THE EXERCISE:
Please count the lines below that contain the word "knit" and reply with only that number.

RECORDS FOR PROCESSING:
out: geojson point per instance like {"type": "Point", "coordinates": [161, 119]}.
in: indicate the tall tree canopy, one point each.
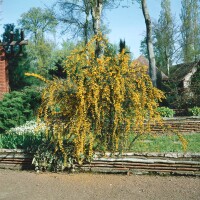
{"type": "Point", "coordinates": [152, 62]}
{"type": "Point", "coordinates": [190, 30]}
{"type": "Point", "coordinates": [164, 32]}
{"type": "Point", "coordinates": [37, 22]}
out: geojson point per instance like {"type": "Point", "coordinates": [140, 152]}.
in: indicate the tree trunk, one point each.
{"type": "Point", "coordinates": [96, 10]}
{"type": "Point", "coordinates": [152, 62]}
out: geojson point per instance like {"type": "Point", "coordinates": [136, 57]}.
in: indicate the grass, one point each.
{"type": "Point", "coordinates": [166, 143]}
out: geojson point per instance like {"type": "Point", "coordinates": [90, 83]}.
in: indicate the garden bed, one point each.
{"type": "Point", "coordinates": [136, 163]}
{"type": "Point", "coordinates": [181, 124]}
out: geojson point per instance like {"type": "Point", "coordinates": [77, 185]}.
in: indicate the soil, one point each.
{"type": "Point", "coordinates": [26, 185]}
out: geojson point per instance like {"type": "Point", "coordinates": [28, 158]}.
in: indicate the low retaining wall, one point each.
{"type": "Point", "coordinates": [136, 163]}
{"type": "Point", "coordinates": [146, 163]}
{"type": "Point", "coordinates": [181, 124]}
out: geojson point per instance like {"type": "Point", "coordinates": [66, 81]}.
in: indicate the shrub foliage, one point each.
{"type": "Point", "coordinates": [99, 104]}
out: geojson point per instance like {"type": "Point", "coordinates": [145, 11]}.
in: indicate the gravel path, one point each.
{"type": "Point", "coordinates": [24, 185]}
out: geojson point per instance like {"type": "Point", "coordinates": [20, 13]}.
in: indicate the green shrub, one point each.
{"type": "Point", "coordinates": [17, 107]}
{"type": "Point", "coordinates": [195, 111]}
{"type": "Point", "coordinates": [165, 112]}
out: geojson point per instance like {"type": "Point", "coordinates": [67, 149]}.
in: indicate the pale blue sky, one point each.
{"type": "Point", "coordinates": [125, 23]}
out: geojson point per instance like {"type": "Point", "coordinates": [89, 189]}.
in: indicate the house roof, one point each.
{"type": "Point", "coordinates": [144, 61]}
{"type": "Point", "coordinates": [180, 71]}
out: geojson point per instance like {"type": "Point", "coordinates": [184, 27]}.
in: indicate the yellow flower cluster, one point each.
{"type": "Point", "coordinates": [100, 103]}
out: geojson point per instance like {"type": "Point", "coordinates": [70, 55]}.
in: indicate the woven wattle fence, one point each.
{"type": "Point", "coordinates": [146, 163]}
{"type": "Point", "coordinates": [15, 159]}
{"type": "Point", "coordinates": [135, 163]}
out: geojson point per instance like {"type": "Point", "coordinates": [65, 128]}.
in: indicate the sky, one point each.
{"type": "Point", "coordinates": [125, 22]}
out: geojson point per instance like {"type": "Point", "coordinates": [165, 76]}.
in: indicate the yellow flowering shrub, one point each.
{"type": "Point", "coordinates": [100, 103]}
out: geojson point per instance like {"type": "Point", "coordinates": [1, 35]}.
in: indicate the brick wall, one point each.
{"type": "Point", "coordinates": [4, 82]}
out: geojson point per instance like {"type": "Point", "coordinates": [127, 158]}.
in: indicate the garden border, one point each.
{"type": "Point", "coordinates": [130, 163]}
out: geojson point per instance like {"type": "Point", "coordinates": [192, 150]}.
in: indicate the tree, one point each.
{"type": "Point", "coordinates": [37, 22]}
{"type": "Point", "coordinates": [164, 32]}
{"type": "Point", "coordinates": [75, 15]}
{"type": "Point", "coordinates": [17, 64]}
{"type": "Point", "coordinates": [99, 104]}
{"type": "Point", "coordinates": [190, 30]}
{"type": "Point", "coordinates": [84, 17]}
{"type": "Point", "coordinates": [151, 56]}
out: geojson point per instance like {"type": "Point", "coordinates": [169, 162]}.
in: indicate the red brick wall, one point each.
{"type": "Point", "coordinates": [4, 82]}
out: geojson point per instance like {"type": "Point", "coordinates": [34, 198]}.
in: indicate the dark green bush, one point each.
{"type": "Point", "coordinates": [17, 107]}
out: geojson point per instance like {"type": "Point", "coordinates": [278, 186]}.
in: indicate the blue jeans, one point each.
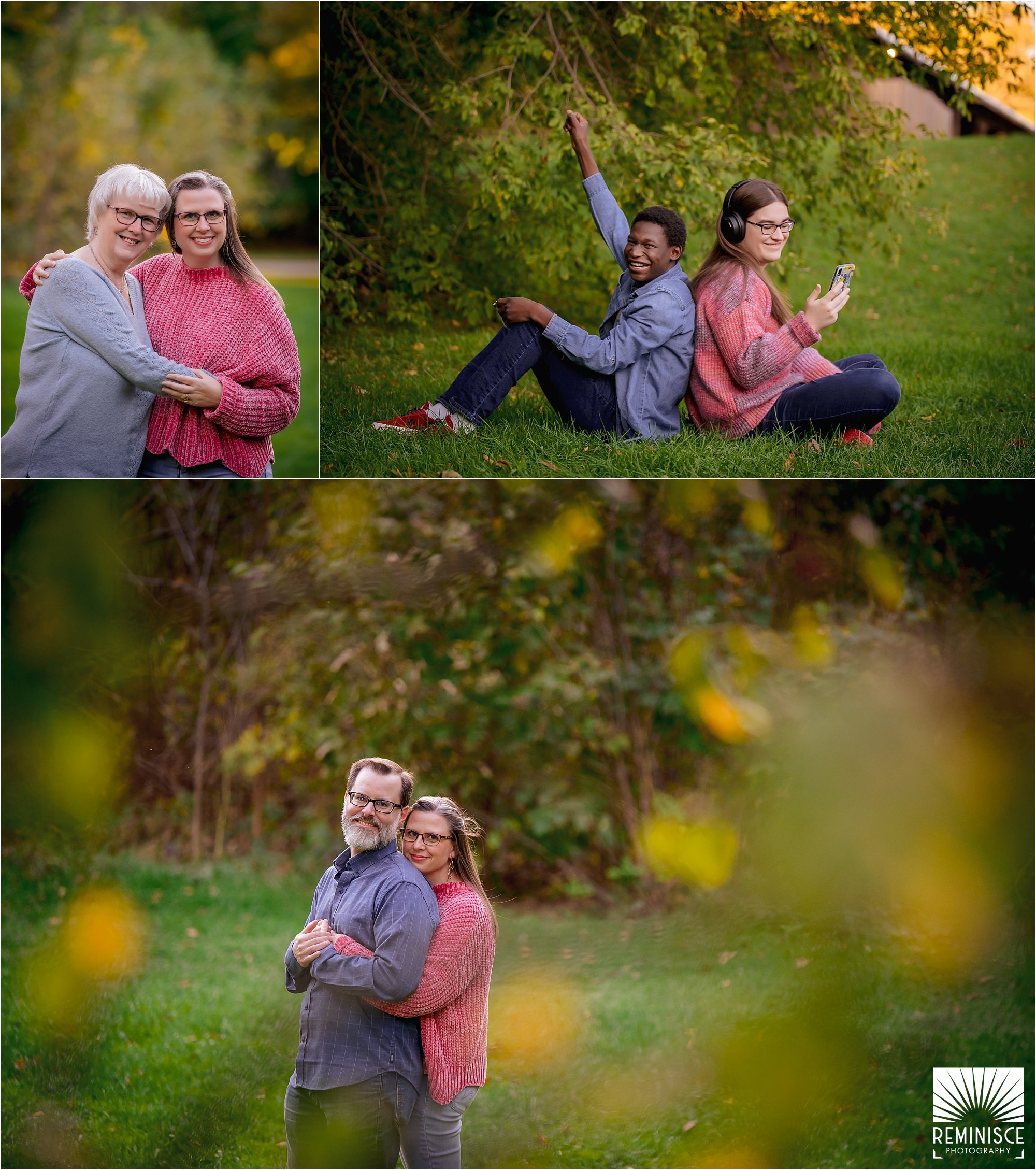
{"type": "Point", "coordinates": [165, 467]}
{"type": "Point", "coordinates": [351, 1126]}
{"type": "Point", "coordinates": [432, 1139]}
{"type": "Point", "coordinates": [861, 396]}
{"type": "Point", "coordinates": [580, 397]}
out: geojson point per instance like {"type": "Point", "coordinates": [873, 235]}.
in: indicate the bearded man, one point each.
{"type": "Point", "coordinates": [358, 1069]}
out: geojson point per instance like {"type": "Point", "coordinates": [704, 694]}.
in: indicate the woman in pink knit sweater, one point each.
{"type": "Point", "coordinates": [453, 997]}
{"type": "Point", "coordinates": [207, 306]}
{"type": "Point", "coordinates": [755, 368]}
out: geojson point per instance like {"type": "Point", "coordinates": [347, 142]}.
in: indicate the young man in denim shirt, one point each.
{"type": "Point", "coordinates": [629, 380]}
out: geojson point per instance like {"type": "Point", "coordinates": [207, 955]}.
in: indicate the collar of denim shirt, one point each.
{"type": "Point", "coordinates": [363, 860]}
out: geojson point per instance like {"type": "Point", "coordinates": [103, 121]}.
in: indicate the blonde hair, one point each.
{"type": "Point", "coordinates": [233, 254]}
{"type": "Point", "coordinates": [131, 182]}
{"type": "Point", "coordinates": [466, 830]}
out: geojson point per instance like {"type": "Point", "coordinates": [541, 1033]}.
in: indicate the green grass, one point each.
{"type": "Point", "coordinates": [953, 322]}
{"type": "Point", "coordinates": [819, 1063]}
{"type": "Point", "coordinates": [295, 448]}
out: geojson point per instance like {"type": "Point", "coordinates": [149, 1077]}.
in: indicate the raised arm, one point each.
{"type": "Point", "coordinates": [87, 314]}
{"type": "Point", "coordinates": [404, 924]}
{"type": "Point", "coordinates": [607, 215]}
{"type": "Point", "coordinates": [454, 960]}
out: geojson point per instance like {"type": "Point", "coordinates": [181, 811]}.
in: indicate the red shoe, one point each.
{"type": "Point", "coordinates": [415, 420]}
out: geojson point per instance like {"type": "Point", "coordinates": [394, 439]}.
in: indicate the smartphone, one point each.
{"type": "Point", "coordinates": [843, 275]}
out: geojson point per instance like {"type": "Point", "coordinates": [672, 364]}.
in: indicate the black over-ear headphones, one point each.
{"type": "Point", "coordinates": [731, 223]}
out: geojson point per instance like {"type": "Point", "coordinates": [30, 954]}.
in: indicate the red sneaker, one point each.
{"type": "Point", "coordinates": [415, 420]}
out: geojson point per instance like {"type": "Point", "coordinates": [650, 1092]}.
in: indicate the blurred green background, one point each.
{"type": "Point", "coordinates": [229, 88]}
{"type": "Point", "coordinates": [755, 763]}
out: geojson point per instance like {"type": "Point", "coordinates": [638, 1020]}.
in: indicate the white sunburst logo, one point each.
{"type": "Point", "coordinates": [978, 1096]}
{"type": "Point", "coordinates": [979, 1110]}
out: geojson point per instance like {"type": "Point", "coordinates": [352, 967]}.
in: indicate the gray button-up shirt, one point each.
{"type": "Point", "coordinates": [383, 901]}
{"type": "Point", "coordinates": [648, 337]}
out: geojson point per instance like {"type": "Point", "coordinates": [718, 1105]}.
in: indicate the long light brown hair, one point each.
{"type": "Point", "coordinates": [233, 254]}
{"type": "Point", "coordinates": [729, 260]}
{"type": "Point", "coordinates": [466, 830]}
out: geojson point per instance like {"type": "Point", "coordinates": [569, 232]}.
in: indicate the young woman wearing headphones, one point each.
{"type": "Point", "coordinates": [755, 368]}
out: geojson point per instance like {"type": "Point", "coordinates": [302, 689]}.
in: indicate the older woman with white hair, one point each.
{"type": "Point", "coordinates": [89, 375]}
{"type": "Point", "coordinates": [207, 303]}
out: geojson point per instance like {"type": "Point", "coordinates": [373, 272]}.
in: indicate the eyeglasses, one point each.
{"type": "Point", "coordinates": [432, 839]}
{"type": "Point", "coordinates": [189, 219]}
{"type": "Point", "coordinates": [359, 798]}
{"type": "Point", "coordinates": [770, 229]}
{"type": "Point", "coordinates": [125, 217]}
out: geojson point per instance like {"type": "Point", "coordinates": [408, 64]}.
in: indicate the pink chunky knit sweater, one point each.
{"type": "Point", "coordinates": [743, 360]}
{"type": "Point", "coordinates": [453, 997]}
{"type": "Point", "coordinates": [240, 334]}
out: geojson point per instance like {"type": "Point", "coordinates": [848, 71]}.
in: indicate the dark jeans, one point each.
{"type": "Point", "coordinates": [351, 1126]}
{"type": "Point", "coordinates": [579, 396]}
{"type": "Point", "coordinates": [861, 396]}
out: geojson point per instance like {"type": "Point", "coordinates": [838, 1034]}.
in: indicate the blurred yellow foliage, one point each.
{"type": "Point", "coordinates": [535, 1022]}
{"type": "Point", "coordinates": [945, 896]}
{"type": "Point", "coordinates": [812, 643]}
{"type": "Point", "coordinates": [701, 854]}
{"type": "Point", "coordinates": [343, 513]}
{"type": "Point", "coordinates": [882, 577]}
{"type": "Point", "coordinates": [731, 719]}
{"type": "Point", "coordinates": [556, 548]}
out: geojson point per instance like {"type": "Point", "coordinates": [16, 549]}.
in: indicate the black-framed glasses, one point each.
{"type": "Point", "coordinates": [126, 217]}
{"type": "Point", "coordinates": [770, 229]}
{"type": "Point", "coordinates": [432, 839]}
{"type": "Point", "coordinates": [361, 798]}
{"type": "Point", "coordinates": [189, 219]}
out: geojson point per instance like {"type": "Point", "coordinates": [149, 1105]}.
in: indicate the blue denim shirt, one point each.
{"type": "Point", "coordinates": [384, 903]}
{"type": "Point", "coordinates": [647, 338]}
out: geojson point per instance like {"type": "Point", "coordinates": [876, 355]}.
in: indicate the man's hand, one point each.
{"type": "Point", "coordinates": [579, 132]}
{"type": "Point", "coordinates": [311, 941]}
{"type": "Point", "coordinates": [40, 273]}
{"type": "Point", "coordinates": [516, 309]}
{"type": "Point", "coordinates": [824, 310]}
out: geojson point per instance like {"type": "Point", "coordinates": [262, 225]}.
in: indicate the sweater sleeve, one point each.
{"type": "Point", "coordinates": [88, 315]}
{"type": "Point", "coordinates": [261, 393]}
{"type": "Point", "coordinates": [452, 963]}
{"type": "Point", "coordinates": [752, 355]}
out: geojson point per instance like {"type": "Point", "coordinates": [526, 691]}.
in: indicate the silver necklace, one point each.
{"type": "Point", "coordinates": [124, 291]}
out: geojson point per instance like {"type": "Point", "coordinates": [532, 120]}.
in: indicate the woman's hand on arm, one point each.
{"type": "Point", "coordinates": [516, 309]}
{"type": "Point", "coordinates": [824, 310]}
{"type": "Point", "coordinates": [40, 273]}
{"type": "Point", "coordinates": [202, 391]}
{"type": "Point", "coordinates": [579, 129]}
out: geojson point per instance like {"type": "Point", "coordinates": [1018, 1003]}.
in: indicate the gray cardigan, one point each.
{"type": "Point", "coordinates": [88, 379]}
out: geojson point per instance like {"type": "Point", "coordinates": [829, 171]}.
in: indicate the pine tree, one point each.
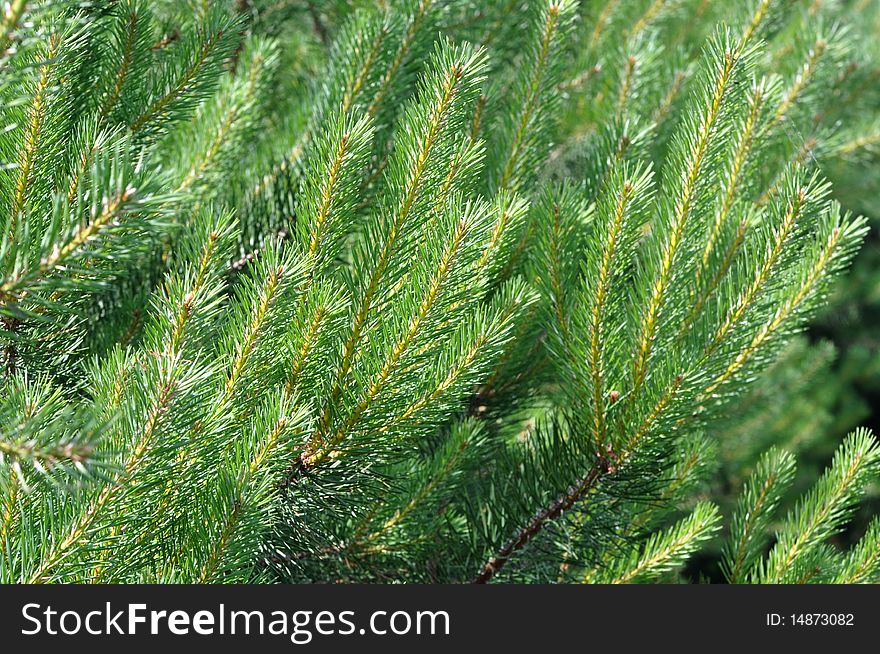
{"type": "Point", "coordinates": [429, 290]}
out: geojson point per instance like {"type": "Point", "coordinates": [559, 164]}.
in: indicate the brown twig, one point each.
{"type": "Point", "coordinates": [605, 464]}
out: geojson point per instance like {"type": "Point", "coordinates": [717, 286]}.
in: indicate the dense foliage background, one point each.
{"type": "Point", "coordinates": [292, 175]}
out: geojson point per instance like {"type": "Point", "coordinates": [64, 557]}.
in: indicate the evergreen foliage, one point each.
{"type": "Point", "coordinates": [434, 291]}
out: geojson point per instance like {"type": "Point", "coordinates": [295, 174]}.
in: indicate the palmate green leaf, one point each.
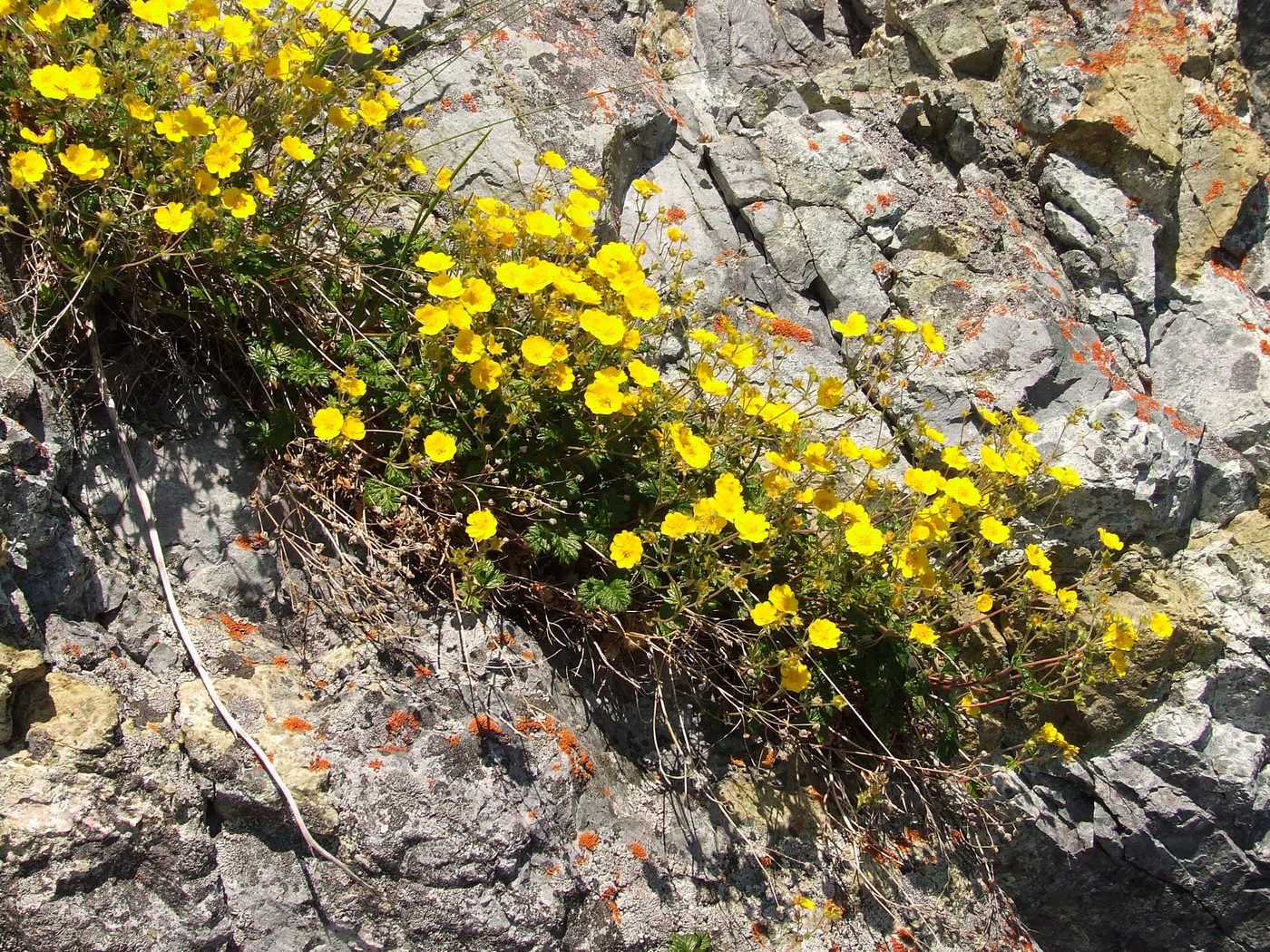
{"type": "Point", "coordinates": [383, 497]}
{"type": "Point", "coordinates": [612, 596]}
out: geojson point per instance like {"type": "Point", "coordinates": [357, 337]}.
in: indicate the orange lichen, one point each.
{"type": "Point", "coordinates": [483, 726]}
{"type": "Point", "coordinates": [785, 327]}
{"type": "Point", "coordinates": [402, 720]}
{"type": "Point", "coordinates": [237, 628]}
{"type": "Point", "coordinates": [1123, 126]}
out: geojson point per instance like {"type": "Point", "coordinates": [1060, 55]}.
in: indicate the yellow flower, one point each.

TASK RESULT:
2